#### Exercise inputs ####

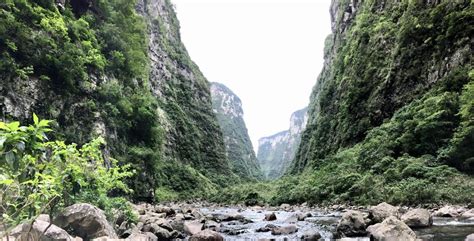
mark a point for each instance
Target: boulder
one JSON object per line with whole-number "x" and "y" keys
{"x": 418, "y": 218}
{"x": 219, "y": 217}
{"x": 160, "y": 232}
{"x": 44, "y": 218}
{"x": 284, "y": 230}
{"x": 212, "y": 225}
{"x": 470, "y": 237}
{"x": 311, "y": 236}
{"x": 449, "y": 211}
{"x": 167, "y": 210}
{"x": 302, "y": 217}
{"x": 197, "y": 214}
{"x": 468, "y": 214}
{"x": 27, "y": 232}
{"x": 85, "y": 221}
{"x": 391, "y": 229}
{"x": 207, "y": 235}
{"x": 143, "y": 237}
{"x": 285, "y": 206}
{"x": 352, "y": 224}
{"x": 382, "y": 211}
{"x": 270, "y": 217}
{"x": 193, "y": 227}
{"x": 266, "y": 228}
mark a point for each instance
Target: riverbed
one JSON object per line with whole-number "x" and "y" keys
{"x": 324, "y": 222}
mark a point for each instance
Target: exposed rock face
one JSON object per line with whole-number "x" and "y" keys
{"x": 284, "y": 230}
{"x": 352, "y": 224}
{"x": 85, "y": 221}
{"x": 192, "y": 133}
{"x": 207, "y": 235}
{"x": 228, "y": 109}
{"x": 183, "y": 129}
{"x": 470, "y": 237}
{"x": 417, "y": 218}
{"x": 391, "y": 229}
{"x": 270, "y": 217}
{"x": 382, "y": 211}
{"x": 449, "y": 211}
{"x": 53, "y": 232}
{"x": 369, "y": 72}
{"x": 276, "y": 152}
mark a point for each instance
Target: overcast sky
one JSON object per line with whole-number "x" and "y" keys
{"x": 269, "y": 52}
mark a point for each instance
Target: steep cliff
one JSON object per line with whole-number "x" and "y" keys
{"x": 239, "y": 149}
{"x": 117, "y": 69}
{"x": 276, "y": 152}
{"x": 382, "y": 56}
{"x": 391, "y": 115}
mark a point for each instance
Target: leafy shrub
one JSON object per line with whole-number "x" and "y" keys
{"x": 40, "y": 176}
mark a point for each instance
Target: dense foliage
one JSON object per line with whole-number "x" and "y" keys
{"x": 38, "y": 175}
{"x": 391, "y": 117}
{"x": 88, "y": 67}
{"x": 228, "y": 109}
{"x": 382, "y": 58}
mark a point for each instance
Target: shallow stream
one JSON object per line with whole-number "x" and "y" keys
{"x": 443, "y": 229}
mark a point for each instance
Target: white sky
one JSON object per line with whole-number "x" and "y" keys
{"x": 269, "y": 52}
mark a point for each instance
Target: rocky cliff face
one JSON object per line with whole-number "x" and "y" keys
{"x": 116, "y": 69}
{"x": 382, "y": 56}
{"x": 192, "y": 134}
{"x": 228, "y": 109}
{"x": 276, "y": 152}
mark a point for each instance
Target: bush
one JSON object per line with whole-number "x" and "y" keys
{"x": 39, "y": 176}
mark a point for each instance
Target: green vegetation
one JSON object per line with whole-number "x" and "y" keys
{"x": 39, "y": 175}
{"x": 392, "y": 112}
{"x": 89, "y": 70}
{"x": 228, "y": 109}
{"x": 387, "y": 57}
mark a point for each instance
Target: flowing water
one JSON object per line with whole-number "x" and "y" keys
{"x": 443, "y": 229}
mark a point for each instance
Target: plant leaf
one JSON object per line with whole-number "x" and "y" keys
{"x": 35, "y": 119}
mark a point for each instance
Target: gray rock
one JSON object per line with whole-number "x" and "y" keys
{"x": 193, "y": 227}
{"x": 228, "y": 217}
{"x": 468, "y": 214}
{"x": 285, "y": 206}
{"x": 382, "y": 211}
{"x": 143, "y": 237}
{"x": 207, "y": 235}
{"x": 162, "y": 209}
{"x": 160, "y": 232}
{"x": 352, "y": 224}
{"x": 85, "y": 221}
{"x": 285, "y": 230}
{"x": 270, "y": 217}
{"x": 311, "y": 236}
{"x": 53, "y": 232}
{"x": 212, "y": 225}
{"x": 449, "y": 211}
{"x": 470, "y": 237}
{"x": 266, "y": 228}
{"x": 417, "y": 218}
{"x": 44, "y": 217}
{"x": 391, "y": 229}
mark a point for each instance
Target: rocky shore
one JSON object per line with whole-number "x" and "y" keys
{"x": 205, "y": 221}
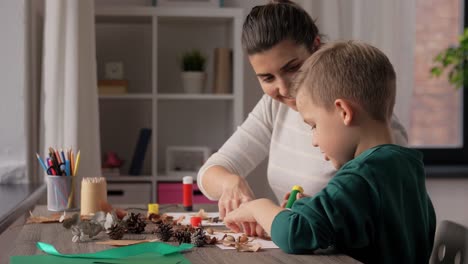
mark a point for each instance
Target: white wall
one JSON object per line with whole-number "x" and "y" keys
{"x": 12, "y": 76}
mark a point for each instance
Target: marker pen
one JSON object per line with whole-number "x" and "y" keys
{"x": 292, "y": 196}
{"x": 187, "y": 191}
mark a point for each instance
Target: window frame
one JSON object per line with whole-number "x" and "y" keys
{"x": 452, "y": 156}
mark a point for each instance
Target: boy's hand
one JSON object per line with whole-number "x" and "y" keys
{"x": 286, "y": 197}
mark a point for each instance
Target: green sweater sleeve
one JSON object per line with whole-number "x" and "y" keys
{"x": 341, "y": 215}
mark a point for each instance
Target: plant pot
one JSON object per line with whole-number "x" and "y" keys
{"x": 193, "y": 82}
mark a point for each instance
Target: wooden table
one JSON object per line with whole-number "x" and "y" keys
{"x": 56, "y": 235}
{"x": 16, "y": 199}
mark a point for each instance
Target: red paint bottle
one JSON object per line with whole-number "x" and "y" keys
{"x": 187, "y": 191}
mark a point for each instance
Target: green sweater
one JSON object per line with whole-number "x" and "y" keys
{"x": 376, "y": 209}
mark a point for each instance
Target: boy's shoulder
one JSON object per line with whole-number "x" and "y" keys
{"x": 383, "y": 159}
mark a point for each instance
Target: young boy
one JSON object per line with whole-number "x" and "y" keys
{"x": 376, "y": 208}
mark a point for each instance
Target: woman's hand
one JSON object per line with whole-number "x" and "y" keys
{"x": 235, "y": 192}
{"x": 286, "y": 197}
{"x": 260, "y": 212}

####

Stated problem
Repeat the material above word for word, please, apart from its images.

Exercise solution
mark a point for each instance
Target: boulder
one JSON object per line with whole-number "x" and "y" keys
{"x": 418, "y": 218}
{"x": 219, "y": 217}
{"x": 160, "y": 232}
{"x": 44, "y": 218}
{"x": 284, "y": 230}
{"x": 212, "y": 225}
{"x": 470, "y": 237}
{"x": 311, "y": 236}
{"x": 449, "y": 211}
{"x": 167, "y": 210}
{"x": 302, "y": 217}
{"x": 197, "y": 214}
{"x": 468, "y": 214}
{"x": 27, "y": 232}
{"x": 85, "y": 221}
{"x": 391, "y": 229}
{"x": 207, "y": 235}
{"x": 143, "y": 237}
{"x": 285, "y": 206}
{"x": 352, "y": 224}
{"x": 382, "y": 211}
{"x": 270, "y": 217}
{"x": 193, "y": 227}
{"x": 266, "y": 228}
mark a point for each instance
Target: riverbed
one JSON object per line with whole-number "x" and "y" keys
{"x": 324, "y": 222}
mark a point for each instance
Target: exposed rock face
one JSON object per line with whole-number "x" and "y" keys
{"x": 284, "y": 230}
{"x": 352, "y": 224}
{"x": 85, "y": 221}
{"x": 192, "y": 133}
{"x": 207, "y": 235}
{"x": 228, "y": 109}
{"x": 183, "y": 129}
{"x": 470, "y": 237}
{"x": 417, "y": 218}
{"x": 391, "y": 229}
{"x": 270, "y": 217}
{"x": 382, "y": 211}
{"x": 449, "y": 211}
{"x": 53, "y": 232}
{"x": 369, "y": 72}
{"x": 276, "y": 152}
mark a point for each instance
Target: overcast sky
one JSON object per line with whole-number "x" and "y" keys
{"x": 269, "y": 52}
mark a point for each instance
Target: steep cliff
one JSON object per line with whole-number "x" and "y" keys
{"x": 239, "y": 149}
{"x": 117, "y": 69}
{"x": 276, "y": 152}
{"x": 382, "y": 56}
{"x": 391, "y": 115}
mark a point for each instance
Target: leafy shrub
one JSON object per line with whole-number "x" and "y" keys
{"x": 40, "y": 176}
mark a point for each instance
Target: dense foliage
one JSON object per line with whole-number "x" and "y" keys
{"x": 38, "y": 175}
{"x": 391, "y": 117}
{"x": 88, "y": 67}
{"x": 228, "y": 109}
{"x": 382, "y": 58}
mark a point for each instance
Target: shallow stream
one JSON object per line with whole-number "x" and "y" keys
{"x": 443, "y": 229}
mark a point for each instance
Target: white sky
one JSON object per line with whole-number "x" and "y" keys
{"x": 269, "y": 52}
mark a point for each instance
Target: rocky cliff face
one JSON object per line with whole-number "x" and "y" keys
{"x": 116, "y": 69}
{"x": 382, "y": 56}
{"x": 192, "y": 134}
{"x": 228, "y": 109}
{"x": 276, "y": 152}
mark a point for each instance
Target: bush
one JSON object per line with whole-number "x" and "y" keys
{"x": 39, "y": 176}
mark a point for each instance
Target: green vegetation
one JSON object per line with whole-number "x" and "y" keys
{"x": 39, "y": 175}
{"x": 392, "y": 112}
{"x": 89, "y": 70}
{"x": 228, "y": 109}
{"x": 387, "y": 57}
mark a point for each instance
Target: flowing water
one JSON object per line with whole-number "x" and "y" keys
{"x": 443, "y": 229}
mark a point for each instance
Target: plant leaf
one JSON object per line with whole-number "x" and "y" keys
{"x": 35, "y": 119}
mark a point for each instance
Target: gray rock
one JSON object per line with whole-number "x" and "y" keys
{"x": 193, "y": 227}
{"x": 228, "y": 217}
{"x": 468, "y": 214}
{"x": 285, "y": 206}
{"x": 382, "y": 211}
{"x": 143, "y": 237}
{"x": 207, "y": 235}
{"x": 162, "y": 209}
{"x": 160, "y": 232}
{"x": 352, "y": 224}
{"x": 85, "y": 221}
{"x": 285, "y": 230}
{"x": 270, "y": 217}
{"x": 311, "y": 236}
{"x": 53, "y": 232}
{"x": 212, "y": 225}
{"x": 449, "y": 211}
{"x": 470, "y": 237}
{"x": 266, "y": 228}
{"x": 417, "y": 218}
{"x": 44, "y": 217}
{"x": 391, "y": 229}
mark a point for each instance
Target: rocky shore
one JSON object per line with whole-number "x" and "y" keys
{"x": 205, "y": 221}
mark a point for each instance
Target: white wall
one JSON object per line with whole-number "x" and "y" keys
{"x": 12, "y": 76}
mark a point for each instance
Target: marker pen
one JSON object per line with whole-number "x" and "y" keys
{"x": 292, "y": 196}
{"x": 187, "y": 191}
mark a point for each instance
Target: window frame
one JSON object per line with whole-number "x" and "y" keys
{"x": 452, "y": 156}
mark a point for each instance
Target: boy's hand
one JSON object per line with whole-number "x" and "y" keys
{"x": 286, "y": 197}
mark a point for each instance
Target: green sweater sleeve
one JSON object per line with whole-number "x" and "y" keys
{"x": 341, "y": 215}
mark a point for each instance
Target: plant pot
one JSON object per line with whole-number "x" and "y" keys
{"x": 193, "y": 82}
mark a point for each instance
Target: wooden table
one JSON object per line with whole-number "x" and "y" keys
{"x": 56, "y": 235}
{"x": 16, "y": 199}
mark a point for each instance
Target: red paint bottle
one JSON object per line with whole-number "x" and "y" keys
{"x": 187, "y": 191}
mark a point for each instance
Target: green sweater
one JSON object per line with whole-number "x" and "y" keys
{"x": 376, "y": 209}
mark a point for each instance
Target: boy's shoulder
one JSON object per line with whole-number "x" and "y" keys
{"x": 383, "y": 159}
mark a point for each instance
Target: young boy
one JSON object per line with whole-number "x" and "y" keys
{"x": 376, "y": 208}
mark a point for each instance
Target: woman's hand
one JSON object per line with whole-number "x" and "y" keys
{"x": 235, "y": 192}
{"x": 286, "y": 197}
{"x": 260, "y": 212}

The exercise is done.